To do — Without the images, print all the entries below exactly as given.
___ Entries provided ___
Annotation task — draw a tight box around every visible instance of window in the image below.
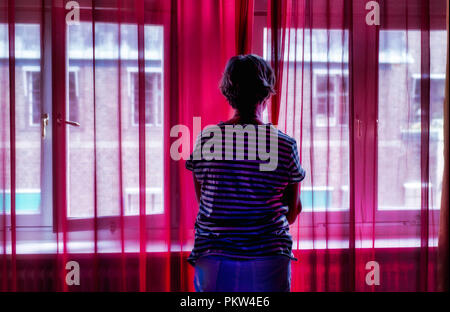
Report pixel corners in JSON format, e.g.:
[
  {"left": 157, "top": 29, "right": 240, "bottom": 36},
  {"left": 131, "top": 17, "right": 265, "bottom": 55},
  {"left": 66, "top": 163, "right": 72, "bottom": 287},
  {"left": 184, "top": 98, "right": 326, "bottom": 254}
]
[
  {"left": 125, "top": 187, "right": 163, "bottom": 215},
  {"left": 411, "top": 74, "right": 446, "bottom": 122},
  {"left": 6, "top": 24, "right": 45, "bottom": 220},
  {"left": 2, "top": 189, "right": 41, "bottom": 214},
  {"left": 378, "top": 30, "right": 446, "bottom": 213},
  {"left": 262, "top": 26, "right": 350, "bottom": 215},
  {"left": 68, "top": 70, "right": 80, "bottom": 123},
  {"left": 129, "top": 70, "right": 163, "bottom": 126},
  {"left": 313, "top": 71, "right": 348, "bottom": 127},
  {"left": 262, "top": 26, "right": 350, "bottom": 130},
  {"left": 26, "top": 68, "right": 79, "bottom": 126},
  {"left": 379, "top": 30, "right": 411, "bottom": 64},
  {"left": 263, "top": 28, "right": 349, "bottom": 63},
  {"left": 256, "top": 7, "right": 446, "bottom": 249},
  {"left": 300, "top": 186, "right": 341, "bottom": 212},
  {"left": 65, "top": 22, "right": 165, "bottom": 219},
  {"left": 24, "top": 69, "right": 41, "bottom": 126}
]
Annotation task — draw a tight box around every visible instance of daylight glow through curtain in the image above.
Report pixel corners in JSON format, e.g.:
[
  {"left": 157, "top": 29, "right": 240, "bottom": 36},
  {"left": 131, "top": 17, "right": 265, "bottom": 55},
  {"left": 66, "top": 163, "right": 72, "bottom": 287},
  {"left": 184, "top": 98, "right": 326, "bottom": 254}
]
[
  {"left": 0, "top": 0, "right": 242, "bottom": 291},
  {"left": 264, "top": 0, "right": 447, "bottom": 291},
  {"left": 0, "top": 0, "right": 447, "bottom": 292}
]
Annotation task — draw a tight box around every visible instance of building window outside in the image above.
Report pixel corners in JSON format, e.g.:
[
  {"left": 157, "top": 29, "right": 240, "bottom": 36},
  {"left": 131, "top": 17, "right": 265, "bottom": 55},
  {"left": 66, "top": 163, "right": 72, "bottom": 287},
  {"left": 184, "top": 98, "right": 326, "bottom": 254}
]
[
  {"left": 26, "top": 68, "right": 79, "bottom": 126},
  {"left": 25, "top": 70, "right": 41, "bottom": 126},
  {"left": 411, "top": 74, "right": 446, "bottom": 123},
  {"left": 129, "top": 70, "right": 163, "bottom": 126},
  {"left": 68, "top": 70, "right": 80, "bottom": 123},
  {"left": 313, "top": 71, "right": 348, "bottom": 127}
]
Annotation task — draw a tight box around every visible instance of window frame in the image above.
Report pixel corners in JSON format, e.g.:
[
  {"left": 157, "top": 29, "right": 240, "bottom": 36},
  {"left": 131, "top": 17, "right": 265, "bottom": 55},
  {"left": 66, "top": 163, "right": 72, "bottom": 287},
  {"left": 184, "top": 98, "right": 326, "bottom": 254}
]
___
Solution to this problem —
Annotation task — draw a tight box around every visible instance of window in the image below.
Report pixel corners in JSON format, e.g.:
[
  {"left": 157, "top": 29, "right": 240, "bottom": 36},
  {"left": 131, "top": 17, "right": 265, "bottom": 55},
  {"left": 66, "top": 163, "right": 72, "bottom": 287},
  {"left": 184, "top": 98, "right": 326, "bottom": 254}
]
[
  {"left": 125, "top": 187, "right": 163, "bottom": 215},
  {"left": 411, "top": 74, "right": 446, "bottom": 122},
  {"left": 6, "top": 24, "right": 45, "bottom": 220},
  {"left": 2, "top": 189, "right": 41, "bottom": 214},
  {"left": 378, "top": 30, "right": 446, "bottom": 213},
  {"left": 262, "top": 26, "right": 350, "bottom": 215},
  {"left": 68, "top": 70, "right": 80, "bottom": 123},
  {"left": 129, "top": 70, "right": 163, "bottom": 126},
  {"left": 313, "top": 71, "right": 348, "bottom": 127},
  {"left": 262, "top": 26, "right": 350, "bottom": 130},
  {"left": 26, "top": 68, "right": 79, "bottom": 126},
  {"left": 379, "top": 30, "right": 411, "bottom": 64},
  {"left": 263, "top": 28, "right": 349, "bottom": 63},
  {"left": 256, "top": 7, "right": 446, "bottom": 249},
  {"left": 300, "top": 186, "right": 341, "bottom": 212},
  {"left": 65, "top": 22, "right": 165, "bottom": 219},
  {"left": 24, "top": 69, "right": 41, "bottom": 126}
]
Annotation task — draw a tight box around every visible instance of daylight glow through curtain in the image above.
Report pixel corners in JSON format, e.g.:
[
  {"left": 157, "top": 29, "right": 240, "bottom": 36},
  {"left": 131, "top": 17, "right": 265, "bottom": 55},
  {"left": 66, "top": 163, "right": 72, "bottom": 287},
  {"left": 184, "top": 98, "right": 326, "bottom": 254}
]
[
  {"left": 0, "top": 0, "right": 242, "bottom": 291},
  {"left": 264, "top": 0, "right": 447, "bottom": 291},
  {"left": 0, "top": 0, "right": 447, "bottom": 292}
]
Annotation task — draw a tight box around every visible instance of building window outside in the image above.
Report pixel corners in JSON format, e.g.:
[
  {"left": 157, "top": 29, "right": 240, "bottom": 36},
  {"left": 131, "top": 17, "right": 265, "bottom": 55},
  {"left": 66, "top": 163, "right": 72, "bottom": 287},
  {"left": 184, "top": 98, "right": 326, "bottom": 254}
]
[
  {"left": 26, "top": 68, "right": 79, "bottom": 126},
  {"left": 25, "top": 70, "right": 41, "bottom": 126},
  {"left": 411, "top": 74, "right": 446, "bottom": 123},
  {"left": 129, "top": 70, "right": 163, "bottom": 126},
  {"left": 68, "top": 70, "right": 80, "bottom": 123},
  {"left": 313, "top": 71, "right": 348, "bottom": 127}
]
Annotation task — draw a tight box around every visible instance of window frame in the image above.
Report pixel corners in JSON format, e.g.:
[
  {"left": 157, "top": 29, "right": 240, "bottom": 36},
  {"left": 131, "top": 17, "right": 265, "bottom": 55},
  {"left": 66, "top": 163, "right": 72, "bottom": 287},
  {"left": 184, "top": 98, "right": 326, "bottom": 254}
]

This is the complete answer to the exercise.